Excerpts of pointing data:
##############################
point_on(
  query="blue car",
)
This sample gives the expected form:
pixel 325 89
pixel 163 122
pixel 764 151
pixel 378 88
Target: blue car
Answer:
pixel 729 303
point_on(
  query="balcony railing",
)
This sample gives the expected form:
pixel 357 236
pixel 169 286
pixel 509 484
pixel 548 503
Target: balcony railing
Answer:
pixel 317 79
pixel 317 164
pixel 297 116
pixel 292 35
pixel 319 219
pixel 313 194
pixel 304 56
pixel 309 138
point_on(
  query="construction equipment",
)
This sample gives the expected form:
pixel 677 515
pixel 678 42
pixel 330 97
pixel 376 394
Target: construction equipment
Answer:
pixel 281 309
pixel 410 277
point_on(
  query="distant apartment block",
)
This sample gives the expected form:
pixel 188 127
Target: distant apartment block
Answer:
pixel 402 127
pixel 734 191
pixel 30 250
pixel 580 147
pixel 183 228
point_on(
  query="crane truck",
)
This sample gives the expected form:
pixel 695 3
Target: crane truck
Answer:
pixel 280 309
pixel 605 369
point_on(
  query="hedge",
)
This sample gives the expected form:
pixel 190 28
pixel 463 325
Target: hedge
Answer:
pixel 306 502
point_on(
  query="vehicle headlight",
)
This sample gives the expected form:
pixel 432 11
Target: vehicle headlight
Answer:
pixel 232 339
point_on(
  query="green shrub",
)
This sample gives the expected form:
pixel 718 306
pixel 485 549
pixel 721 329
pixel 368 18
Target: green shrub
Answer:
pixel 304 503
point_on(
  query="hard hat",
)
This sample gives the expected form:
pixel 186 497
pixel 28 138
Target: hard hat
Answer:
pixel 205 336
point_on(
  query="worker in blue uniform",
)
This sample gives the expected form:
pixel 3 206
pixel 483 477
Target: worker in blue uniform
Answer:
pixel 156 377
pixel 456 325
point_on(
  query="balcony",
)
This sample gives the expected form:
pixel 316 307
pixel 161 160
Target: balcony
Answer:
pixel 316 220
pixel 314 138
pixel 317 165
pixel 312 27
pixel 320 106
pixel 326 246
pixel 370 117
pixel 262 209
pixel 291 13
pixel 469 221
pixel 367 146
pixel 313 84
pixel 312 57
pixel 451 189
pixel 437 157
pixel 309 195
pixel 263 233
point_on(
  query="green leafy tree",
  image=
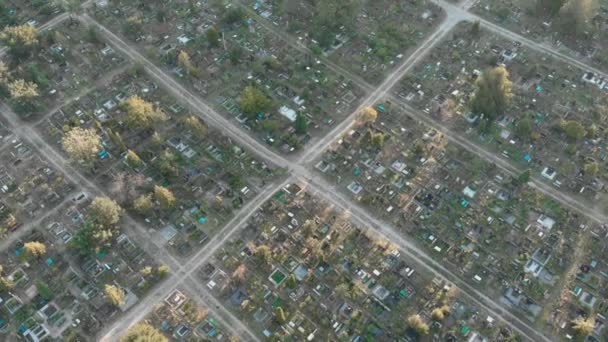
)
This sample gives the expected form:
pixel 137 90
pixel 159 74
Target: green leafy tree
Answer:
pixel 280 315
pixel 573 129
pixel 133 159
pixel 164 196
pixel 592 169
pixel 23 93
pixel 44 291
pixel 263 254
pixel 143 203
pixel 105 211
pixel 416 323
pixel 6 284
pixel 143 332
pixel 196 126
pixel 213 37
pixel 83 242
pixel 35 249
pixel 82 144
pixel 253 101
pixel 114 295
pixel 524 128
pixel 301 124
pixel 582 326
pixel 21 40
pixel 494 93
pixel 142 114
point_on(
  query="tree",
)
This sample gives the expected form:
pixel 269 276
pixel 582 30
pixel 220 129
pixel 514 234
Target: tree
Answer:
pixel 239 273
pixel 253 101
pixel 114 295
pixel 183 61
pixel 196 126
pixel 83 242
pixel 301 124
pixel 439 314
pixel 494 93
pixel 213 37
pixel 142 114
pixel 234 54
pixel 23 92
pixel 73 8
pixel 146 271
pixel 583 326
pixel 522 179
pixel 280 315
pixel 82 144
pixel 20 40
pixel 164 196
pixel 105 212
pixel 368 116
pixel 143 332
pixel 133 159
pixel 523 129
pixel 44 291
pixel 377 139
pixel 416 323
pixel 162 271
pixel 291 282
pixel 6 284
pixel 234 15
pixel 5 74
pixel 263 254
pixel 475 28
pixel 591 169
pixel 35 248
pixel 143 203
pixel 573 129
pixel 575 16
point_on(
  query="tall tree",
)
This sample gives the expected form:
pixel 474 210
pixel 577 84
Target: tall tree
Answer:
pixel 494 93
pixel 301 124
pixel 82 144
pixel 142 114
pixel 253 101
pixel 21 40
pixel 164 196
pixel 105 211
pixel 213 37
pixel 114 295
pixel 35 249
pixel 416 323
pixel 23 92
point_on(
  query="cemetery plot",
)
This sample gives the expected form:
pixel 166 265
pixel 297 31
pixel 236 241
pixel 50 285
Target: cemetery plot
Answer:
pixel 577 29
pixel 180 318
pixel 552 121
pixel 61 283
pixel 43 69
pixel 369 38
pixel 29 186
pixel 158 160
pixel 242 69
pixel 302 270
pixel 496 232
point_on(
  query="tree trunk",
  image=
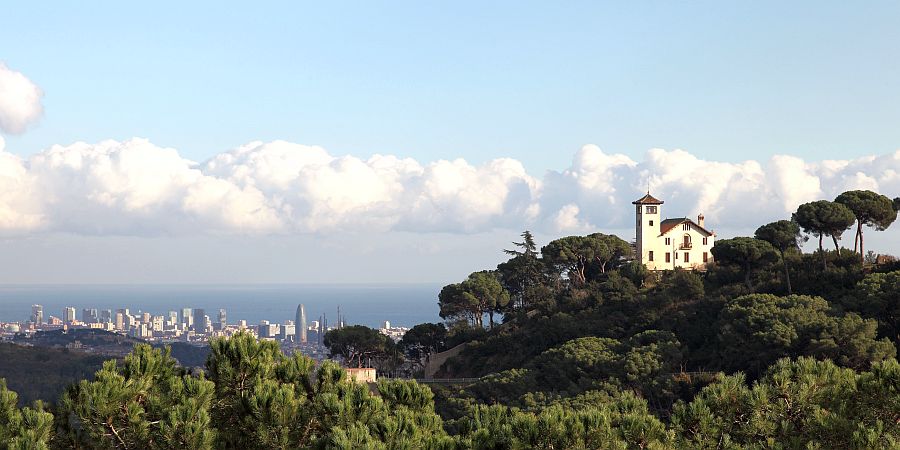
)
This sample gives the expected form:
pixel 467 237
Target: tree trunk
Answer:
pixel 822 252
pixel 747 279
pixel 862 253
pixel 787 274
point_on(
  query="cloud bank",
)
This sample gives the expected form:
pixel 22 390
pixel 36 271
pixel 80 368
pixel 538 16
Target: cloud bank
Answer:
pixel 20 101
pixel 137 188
##############################
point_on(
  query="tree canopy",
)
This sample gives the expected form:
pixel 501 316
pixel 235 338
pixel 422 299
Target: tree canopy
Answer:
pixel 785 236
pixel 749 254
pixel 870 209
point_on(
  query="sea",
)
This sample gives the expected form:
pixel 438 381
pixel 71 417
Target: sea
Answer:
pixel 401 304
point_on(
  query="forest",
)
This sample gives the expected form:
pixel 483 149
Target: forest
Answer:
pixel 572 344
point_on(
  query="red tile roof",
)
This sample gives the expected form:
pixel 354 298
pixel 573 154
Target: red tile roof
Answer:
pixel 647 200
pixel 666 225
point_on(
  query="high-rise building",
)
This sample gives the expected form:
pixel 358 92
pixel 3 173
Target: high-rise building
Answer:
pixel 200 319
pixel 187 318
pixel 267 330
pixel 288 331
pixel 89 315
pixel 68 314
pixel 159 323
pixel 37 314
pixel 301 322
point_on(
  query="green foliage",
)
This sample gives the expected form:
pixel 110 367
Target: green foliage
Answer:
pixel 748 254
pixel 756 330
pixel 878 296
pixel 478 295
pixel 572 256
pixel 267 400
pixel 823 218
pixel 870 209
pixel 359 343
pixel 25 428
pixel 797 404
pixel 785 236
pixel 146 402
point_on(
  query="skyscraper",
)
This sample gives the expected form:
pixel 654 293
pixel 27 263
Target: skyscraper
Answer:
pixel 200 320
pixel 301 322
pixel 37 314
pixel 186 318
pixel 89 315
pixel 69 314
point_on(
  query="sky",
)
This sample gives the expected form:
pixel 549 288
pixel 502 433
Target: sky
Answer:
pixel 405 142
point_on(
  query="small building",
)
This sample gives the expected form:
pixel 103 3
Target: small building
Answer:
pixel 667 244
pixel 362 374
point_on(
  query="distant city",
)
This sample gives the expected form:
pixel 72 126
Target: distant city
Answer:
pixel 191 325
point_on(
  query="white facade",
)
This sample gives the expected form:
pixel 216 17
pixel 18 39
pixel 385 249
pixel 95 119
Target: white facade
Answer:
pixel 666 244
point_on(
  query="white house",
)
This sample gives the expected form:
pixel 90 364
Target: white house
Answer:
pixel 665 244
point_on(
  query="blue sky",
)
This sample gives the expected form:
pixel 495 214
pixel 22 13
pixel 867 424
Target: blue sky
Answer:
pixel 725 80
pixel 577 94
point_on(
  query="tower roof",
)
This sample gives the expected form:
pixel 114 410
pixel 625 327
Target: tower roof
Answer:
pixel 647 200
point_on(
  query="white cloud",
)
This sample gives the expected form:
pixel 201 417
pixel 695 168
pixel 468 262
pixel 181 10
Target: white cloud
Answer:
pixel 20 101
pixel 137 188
##############################
▸ **Directive**:
Pick out and copy in full every line of the entries above that contains the string "high". Treat uppercase and lowercase letters as distinct.

▸ **Final answer**:
  query="high-rise building",
Target: high-rise building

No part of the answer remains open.